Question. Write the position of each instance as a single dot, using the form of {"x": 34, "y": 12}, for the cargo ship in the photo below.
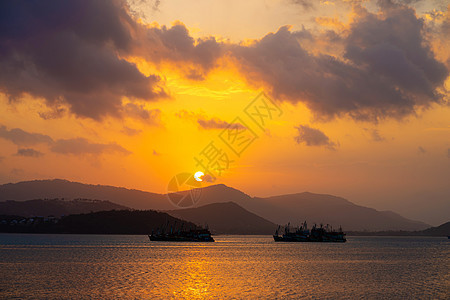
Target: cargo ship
{"x": 191, "y": 235}
{"x": 316, "y": 234}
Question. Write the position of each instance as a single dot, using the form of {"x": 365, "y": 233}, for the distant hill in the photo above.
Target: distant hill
{"x": 104, "y": 222}
{"x": 56, "y": 207}
{"x": 442, "y": 230}
{"x": 226, "y": 218}
{"x": 294, "y": 208}
{"x": 57, "y": 188}
{"x": 314, "y": 208}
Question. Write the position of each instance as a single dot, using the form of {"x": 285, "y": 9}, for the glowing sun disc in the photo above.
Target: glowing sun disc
{"x": 198, "y": 176}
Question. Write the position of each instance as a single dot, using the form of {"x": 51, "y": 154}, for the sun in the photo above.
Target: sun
{"x": 198, "y": 176}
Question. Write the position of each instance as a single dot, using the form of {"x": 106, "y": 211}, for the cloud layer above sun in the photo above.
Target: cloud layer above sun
{"x": 77, "y": 54}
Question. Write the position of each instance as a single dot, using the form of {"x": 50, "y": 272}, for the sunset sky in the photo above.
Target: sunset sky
{"x": 130, "y": 94}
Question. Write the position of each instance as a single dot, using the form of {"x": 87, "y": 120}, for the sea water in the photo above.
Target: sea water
{"x": 45, "y": 266}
..........
Stated exercise: The data above needs to be retyped exactly, with the images left out.

Completed task:
Question. Write the position of each instance as a single dot, using the form of {"x": 34, "y": 12}, for the cargo ship in the photo below.
Target: cargo ship
{"x": 191, "y": 235}
{"x": 316, "y": 234}
Question. Write the position of each instance as a single dot, using the form of {"x": 365, "y": 233}, for the distant hill in the photo above.
Target: distant hill
{"x": 104, "y": 222}
{"x": 56, "y": 207}
{"x": 442, "y": 230}
{"x": 226, "y": 218}
{"x": 294, "y": 208}
{"x": 57, "y": 188}
{"x": 314, "y": 208}
Question. Write the position of each instance as a single dot, using the form of {"x": 285, "y": 9}, for the glowing sun disc in the photo above.
Target: glowing sun disc
{"x": 198, "y": 176}
Question. Write the position of each instance as a single dot, using the form of {"x": 51, "y": 154}, for the sun in the photo above.
Target: sun
{"x": 198, "y": 176}
Question. Write the position of each instance as a single dot, using the form of {"x": 106, "y": 211}, for the cloud layer above sun in the photo above.
Target: cloud layer above sun
{"x": 77, "y": 54}
Question. Write the position of each instance as a single dot, using the form of {"x": 50, "y": 272}, for the sunset sky in the photo above.
Target: sunset sky
{"x": 130, "y": 94}
Question. Write the position of each instance as a single dot, using the form of {"x": 87, "y": 120}, for the sea water in the photo above.
Target: sea water
{"x": 45, "y": 266}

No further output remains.